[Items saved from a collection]
** start **
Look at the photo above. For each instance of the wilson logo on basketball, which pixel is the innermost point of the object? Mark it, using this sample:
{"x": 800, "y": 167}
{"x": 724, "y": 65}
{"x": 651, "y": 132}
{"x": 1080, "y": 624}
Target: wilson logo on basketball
** end **
- _Problem to work on_
Pull out every one of the lines above and reproduce them word for word, with no changes.

- _Result_
Look at the photo above. For each instance of the wilson logo on basketball, which pixel is the innermost point of the object? Mark it, using this sample:
{"x": 800, "y": 167}
{"x": 724, "y": 65}
{"x": 651, "y": 132}
{"x": 1080, "y": 624}
Target: wilson logo on basketball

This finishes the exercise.